#### Consigne de travail A:
Imprimez le passage de l'article sur le changement d'échelle situé entre « Cet article présente » et « dans votre sens. », bornes incluses.
#### Consigne de travail B:
D'après l'article sur le changement d'échelle, sous quelle forme le programme Math Corps offre-t-il son soutien en mathématiques ?

Pourquoi nous n’avons pas financé votre changement d’échelle
Une synthèse en français de l’article du Standford Social Innovation Review, à lire en entier ici.
Cet article présente les problèmes courants identifiés par les financeurs lors de l’analyse des demandes de financement pour les projets de changement d’échelle des organisations à impact. L’objectif : permettre de comprendre plus précisément ce qu’attendent les bailleurs de fonds, et les éléments qui feront pencher la balance dans votre sens.
Le Centre pour la promotion de l’entrepreneuriat social (CASE1), qui finance des projets à impact positif, a étudié de près le processus de sélection des organisations qui soumettent des dossiers de demande de financement, en vue de l’essaimage de leur solution à impact social. Fort de cette expérience, et de leurs nombreuses collaborations avec les principaux bailleurs de fonds du secteur, le CASE a dressé une liste de questions auxquelles il est utile de répondre avant de soumettre une demande de financement.
1. Définissez précisément le problème que vous adressez
Le CASE a reçu par le passé de nombreuses demandes de financement portant sur des sujets globaux comme la faim ou le changement climatique. C’est à l’occasion de conversations avec l’entrepreneure sociale et conseillère en entreprise Ayla Schlosser que celle-ci nous a décrit la difficulté que certaines organisations rencontrent lorsqu’elles doivent définir la “partie” du problème qu’elle cible au sein d’une problématique plus macro :
“Si le changement climatique est le problème global, quelle partie du problème l’entreprise sociale ambitionne-t-elle de résoudre ? Le fait de pouvoir répondre clairement à cette question orientera vos décisions en matière de solutions, d’identification des goulots d’étranglement et des partenaires, et bien plus encore. »
Par exemple, lorsque ServeMinnesota, une organisation à but non lucratif basée aux États-Unis, a déposé sa candidature au prix Kirby pour développer son programme Math Corps, elle a commencé par souligner le problème général des inégalités en matière d’éducation, puis a démontré comment la réussite en mathématiques pouvait avoir un lien avec les résultats scolaires des individus, leurs revenus et leur carrière professionnelle. L’entreprise sociale a ensuite décrit la partie du problème qu’elle cherchait à adresser : les élèves issus de milieux marginalisés sont moins susceptibles d’avoir accès à du soutien supplémentaire en mathématiques, et le système éducatif ne prévoit pas de tutorat en mathématiques à l’ensemble des élèves qui en auraient besoin. Le programme Math Corps vise ainsi à combler cette lacune spécifique en offrant un soutien en mathématiques éprouvé et accessible, c’est-à-dire un tutorat gratuit intégré dans la journée scolaire des élèves.

#### Matériel fourni:

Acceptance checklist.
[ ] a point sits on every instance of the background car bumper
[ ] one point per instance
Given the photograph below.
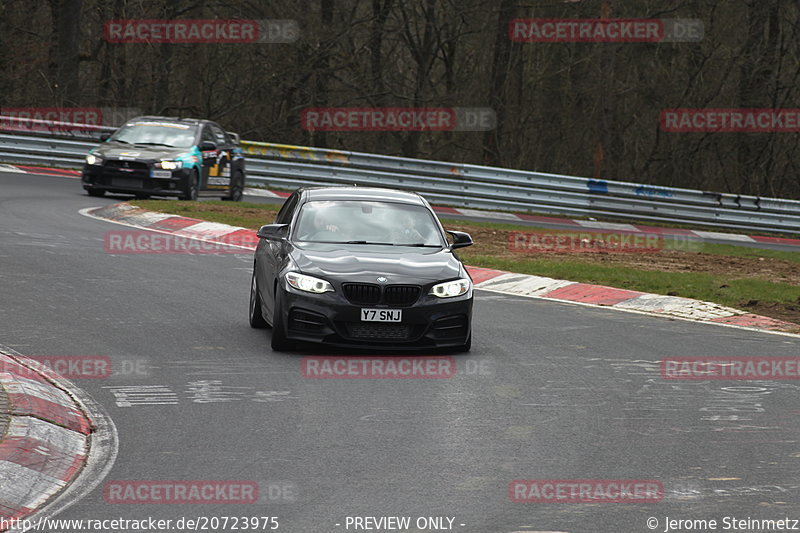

#### Résultat attendu A:
Cet article présente les problèmes courants identifiés par les financeurs lors de l’analyse des demandes de financement pour les projets de changement d’échelle des organisations à impact. L’objectif : permettre de comprendre plus précisément ce qu’attendent les bailleurs de fonds, et les éléments qui feront pencher la balance dans votre sens.

#### Résultat attendu B:
Sous la forme d'un tutorat gratuit intégré dans la journée scolaire des élèves.